EXTRACT ▸
============================================================

Hate crime casework and support offers help, assistance and advice to people who have been the victims of hate violence, repeat victimisation and, in some cases, secondary victimisation. A hate crime service is often accessed at crisis points where the coping mechanisms of the individual can no longer manage or process what they are suffering. In entering a helping service, the client is seeking support, reassurance and solutions, often from a caseworker. While the role of the caseworker is to provide support and show empathy and compassion, there are impacts on them that also need to be identified and responded to.

The helping professions can be very effective and rewarding forms of practice (Thompson, 2011b). In my work with hate crime professionals, they identified strongly with a commitment to social justice and working for the client that is often viewed as changing not only the lives of individuals and families, but also communities, agencies, institutions, and society. Helping professionals are driven by a belief in their capacity to make a difference; for a client to be helped through an ethos of genuineness and caring; and these beliefs and approaches will sustain them in working with clients with enduring difficulties (Koprowska, 2014).

I have met caseworkers who, while doing their job, are suffering from depression, are close to burnout, are feeling unsupported and isolated, are managing an increasingly large caseload and complex political relationships with other agencies, and are working on fixedterm contracts in projects with time-limited funding. Hate crime practitioners also have needs that must be recognised and responded to by the services that employ them.

============================================================

EXERCISES TO COMPLETE ▸
a) Return everything in the passage on hate crime casework from "I have met caseworkers" down to "that employ them.", word for word.
b) Write the next part of the passage on hate crime casework, starting after its final sentence.
The rows after this are separate from the passage on hate crime casework.

============================================================

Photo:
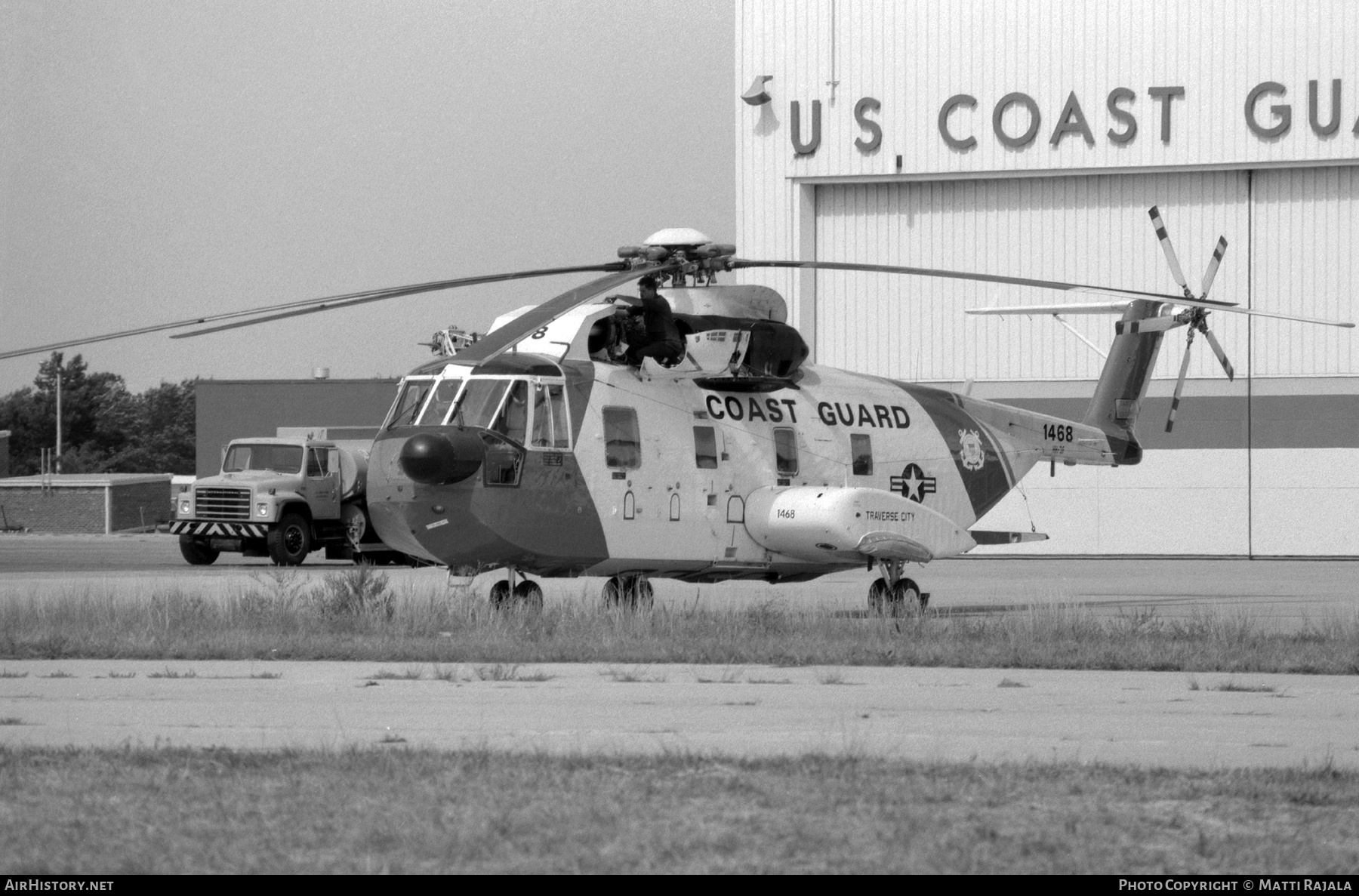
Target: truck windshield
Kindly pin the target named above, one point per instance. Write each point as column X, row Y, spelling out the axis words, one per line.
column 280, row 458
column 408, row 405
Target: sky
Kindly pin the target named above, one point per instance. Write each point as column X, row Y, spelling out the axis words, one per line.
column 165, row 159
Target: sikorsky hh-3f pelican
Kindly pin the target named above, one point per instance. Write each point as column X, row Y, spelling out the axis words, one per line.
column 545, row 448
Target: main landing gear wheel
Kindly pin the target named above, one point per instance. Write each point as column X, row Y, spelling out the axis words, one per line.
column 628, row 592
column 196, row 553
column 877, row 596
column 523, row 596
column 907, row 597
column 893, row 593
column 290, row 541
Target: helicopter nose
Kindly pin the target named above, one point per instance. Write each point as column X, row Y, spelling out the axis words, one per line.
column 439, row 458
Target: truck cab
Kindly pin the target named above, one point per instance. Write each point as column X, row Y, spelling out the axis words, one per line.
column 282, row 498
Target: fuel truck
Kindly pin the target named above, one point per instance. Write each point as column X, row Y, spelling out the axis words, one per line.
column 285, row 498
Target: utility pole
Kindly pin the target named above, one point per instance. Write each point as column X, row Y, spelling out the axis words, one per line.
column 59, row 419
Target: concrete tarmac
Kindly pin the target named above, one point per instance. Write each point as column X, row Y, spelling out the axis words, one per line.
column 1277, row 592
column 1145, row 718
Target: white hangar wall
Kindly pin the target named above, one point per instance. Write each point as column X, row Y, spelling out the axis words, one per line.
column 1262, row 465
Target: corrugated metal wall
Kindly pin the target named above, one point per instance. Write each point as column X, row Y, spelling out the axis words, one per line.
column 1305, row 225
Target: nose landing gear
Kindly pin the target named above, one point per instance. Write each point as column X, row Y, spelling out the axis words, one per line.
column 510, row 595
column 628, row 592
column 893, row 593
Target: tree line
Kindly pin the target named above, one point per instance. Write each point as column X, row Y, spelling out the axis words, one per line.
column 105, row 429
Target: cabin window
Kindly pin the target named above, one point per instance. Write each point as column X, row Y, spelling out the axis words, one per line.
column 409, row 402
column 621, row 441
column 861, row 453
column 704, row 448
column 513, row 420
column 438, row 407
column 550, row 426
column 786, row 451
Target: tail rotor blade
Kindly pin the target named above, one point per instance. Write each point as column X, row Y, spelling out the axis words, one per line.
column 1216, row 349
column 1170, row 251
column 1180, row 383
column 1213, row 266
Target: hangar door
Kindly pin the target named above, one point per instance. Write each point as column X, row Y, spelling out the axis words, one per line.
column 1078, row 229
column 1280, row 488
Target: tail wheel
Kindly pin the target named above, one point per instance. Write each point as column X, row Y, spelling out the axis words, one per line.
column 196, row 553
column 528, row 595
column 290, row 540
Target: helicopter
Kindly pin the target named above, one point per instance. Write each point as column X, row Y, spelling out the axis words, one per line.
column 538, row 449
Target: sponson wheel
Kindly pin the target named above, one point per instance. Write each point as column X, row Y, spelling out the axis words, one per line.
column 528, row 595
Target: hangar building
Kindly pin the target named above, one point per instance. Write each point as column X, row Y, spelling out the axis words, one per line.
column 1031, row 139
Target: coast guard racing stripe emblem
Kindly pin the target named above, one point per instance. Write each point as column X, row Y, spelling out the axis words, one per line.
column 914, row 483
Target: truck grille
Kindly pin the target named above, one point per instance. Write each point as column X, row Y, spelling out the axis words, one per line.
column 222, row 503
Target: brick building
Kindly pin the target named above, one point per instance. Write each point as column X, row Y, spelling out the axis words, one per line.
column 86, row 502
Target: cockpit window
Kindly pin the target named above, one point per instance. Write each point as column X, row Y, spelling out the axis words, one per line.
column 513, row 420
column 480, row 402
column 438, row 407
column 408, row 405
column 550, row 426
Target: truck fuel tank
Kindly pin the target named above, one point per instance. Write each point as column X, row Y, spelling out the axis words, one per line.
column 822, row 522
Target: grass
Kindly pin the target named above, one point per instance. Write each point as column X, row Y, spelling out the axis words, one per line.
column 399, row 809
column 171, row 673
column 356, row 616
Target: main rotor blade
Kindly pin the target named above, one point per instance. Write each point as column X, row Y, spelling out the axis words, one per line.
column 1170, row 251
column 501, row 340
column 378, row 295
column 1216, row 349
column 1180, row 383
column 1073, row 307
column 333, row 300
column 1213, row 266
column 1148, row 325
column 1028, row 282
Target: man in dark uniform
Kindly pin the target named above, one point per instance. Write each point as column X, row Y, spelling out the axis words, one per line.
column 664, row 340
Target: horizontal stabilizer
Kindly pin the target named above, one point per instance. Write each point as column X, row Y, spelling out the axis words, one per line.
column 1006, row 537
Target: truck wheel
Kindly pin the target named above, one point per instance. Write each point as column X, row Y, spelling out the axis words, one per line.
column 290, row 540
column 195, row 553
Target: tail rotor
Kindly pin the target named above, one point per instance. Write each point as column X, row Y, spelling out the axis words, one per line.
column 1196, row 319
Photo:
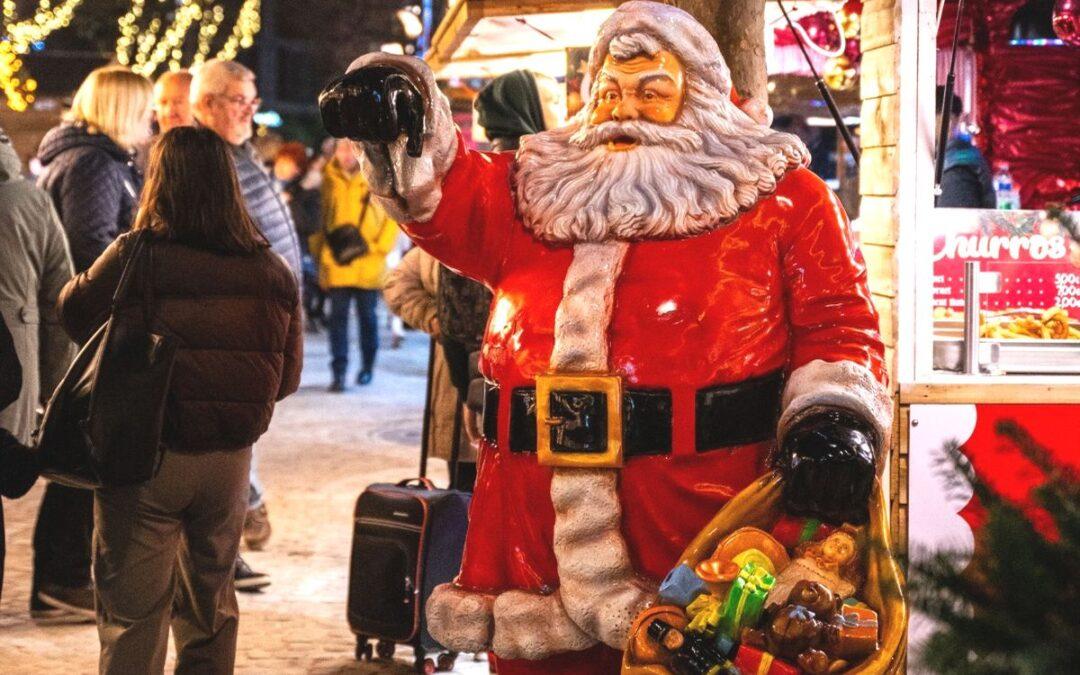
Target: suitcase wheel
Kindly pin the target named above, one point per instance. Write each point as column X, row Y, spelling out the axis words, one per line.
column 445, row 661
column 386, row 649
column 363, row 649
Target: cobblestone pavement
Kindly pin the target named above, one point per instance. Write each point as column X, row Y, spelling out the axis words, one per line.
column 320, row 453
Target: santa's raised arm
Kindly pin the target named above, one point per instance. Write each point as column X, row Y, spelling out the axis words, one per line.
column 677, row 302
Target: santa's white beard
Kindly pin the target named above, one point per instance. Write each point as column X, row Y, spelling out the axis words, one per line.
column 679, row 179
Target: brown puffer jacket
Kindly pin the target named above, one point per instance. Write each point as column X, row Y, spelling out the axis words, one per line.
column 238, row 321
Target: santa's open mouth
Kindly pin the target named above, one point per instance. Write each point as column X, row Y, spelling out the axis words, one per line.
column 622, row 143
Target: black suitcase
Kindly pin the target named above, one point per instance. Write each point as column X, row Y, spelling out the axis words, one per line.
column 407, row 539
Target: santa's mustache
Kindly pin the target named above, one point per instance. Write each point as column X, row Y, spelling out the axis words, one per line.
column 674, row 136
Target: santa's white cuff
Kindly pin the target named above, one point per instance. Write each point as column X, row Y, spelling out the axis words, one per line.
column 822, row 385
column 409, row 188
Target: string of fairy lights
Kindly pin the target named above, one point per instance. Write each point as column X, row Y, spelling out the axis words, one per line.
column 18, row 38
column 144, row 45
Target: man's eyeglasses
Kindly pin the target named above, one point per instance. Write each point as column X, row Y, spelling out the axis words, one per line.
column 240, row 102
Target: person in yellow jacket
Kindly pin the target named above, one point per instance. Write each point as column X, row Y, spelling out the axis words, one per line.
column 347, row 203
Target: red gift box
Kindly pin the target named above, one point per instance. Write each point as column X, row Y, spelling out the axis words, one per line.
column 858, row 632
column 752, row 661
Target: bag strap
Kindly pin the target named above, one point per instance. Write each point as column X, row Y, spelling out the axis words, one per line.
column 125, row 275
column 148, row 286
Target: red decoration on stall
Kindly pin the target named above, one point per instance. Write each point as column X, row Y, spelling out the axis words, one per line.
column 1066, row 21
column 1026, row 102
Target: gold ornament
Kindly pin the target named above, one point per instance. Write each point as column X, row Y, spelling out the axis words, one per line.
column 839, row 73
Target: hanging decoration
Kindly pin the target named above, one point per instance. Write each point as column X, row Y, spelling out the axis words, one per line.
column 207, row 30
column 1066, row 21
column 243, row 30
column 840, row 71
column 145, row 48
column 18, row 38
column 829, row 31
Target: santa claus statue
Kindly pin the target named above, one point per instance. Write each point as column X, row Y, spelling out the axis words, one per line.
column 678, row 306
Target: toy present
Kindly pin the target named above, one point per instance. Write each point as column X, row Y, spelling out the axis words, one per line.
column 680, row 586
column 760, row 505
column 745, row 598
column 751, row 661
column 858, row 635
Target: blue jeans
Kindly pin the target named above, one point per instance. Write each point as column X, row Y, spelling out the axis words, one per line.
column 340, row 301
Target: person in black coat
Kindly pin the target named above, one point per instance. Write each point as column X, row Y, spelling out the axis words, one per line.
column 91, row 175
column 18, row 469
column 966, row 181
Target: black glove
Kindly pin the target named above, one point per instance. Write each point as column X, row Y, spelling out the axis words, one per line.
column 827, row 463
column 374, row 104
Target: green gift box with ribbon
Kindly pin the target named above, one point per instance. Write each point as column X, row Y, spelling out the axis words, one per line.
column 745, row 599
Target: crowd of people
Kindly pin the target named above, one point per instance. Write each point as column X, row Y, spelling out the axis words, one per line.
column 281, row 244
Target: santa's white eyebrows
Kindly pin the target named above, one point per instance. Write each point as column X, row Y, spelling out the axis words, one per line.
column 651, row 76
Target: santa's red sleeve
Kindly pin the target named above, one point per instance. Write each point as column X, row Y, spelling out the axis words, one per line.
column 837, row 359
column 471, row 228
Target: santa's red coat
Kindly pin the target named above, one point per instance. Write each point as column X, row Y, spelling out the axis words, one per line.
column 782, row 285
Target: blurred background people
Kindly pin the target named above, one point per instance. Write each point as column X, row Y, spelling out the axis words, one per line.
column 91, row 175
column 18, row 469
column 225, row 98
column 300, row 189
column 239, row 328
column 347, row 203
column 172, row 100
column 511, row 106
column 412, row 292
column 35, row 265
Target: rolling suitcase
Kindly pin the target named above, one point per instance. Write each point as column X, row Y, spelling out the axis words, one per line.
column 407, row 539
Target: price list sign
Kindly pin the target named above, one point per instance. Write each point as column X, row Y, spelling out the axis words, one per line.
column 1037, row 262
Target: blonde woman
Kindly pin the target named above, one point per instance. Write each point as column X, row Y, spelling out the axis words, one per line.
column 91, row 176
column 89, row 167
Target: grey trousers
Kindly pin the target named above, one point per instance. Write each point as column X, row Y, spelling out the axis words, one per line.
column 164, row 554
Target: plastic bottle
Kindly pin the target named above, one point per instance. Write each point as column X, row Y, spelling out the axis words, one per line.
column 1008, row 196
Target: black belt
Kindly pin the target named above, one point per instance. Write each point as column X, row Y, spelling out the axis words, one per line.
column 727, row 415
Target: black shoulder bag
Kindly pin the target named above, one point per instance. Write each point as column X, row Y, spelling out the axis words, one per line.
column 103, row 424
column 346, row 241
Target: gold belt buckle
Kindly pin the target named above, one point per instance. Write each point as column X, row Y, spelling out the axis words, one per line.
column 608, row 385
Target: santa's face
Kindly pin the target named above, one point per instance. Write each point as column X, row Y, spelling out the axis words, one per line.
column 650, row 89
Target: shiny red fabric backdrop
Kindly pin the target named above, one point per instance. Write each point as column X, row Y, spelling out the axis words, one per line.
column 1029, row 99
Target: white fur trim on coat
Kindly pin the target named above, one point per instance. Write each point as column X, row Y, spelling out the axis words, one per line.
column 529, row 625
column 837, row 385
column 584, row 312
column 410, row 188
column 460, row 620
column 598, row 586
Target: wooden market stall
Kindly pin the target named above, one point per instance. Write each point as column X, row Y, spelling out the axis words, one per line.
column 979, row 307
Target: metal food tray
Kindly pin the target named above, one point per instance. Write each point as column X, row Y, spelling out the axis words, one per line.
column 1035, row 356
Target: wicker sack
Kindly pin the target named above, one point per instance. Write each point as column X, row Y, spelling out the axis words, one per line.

============================================================

RESULTS IN ORDER ▸
a)
I have met caseworkers who, while doing their job, are suffering from depression, are close to burnout, are feeling unsupported and isolated, are managing an increasingly large caseload and complex political relationships with other agencies, and are working on fixedterm contracts in projects with time-limited funding. Hate crime practitioners also have needs that must be recognised and responded to by the services that employ them.

b)
Burnout and vicarious trauma

Working with the emotional and practical demands of victims of hate crime, in a pressurised political environment and with increasing workloads and expectations, can lead to burnout. Burnout is a ‘state where people can no longer connect authentically to their work, to themselves or to service users’ (Koprowska, 2014: 199). It has three aspects:

  • • emotional exhaustion;

  • • depersonalisation; and

  • • loss of personal accomplishment (Maslach et al, 1996, cited in Koprowska, 2014: 199).

Burnout can reduce a caseworker's ability to empathise, concentrate and provide an appropriate and professional response, and result in loss of satisfaction or depression. Indeed, a hate crime service that I worked with recognised burnout as a direct and inevitable consequence of the job role.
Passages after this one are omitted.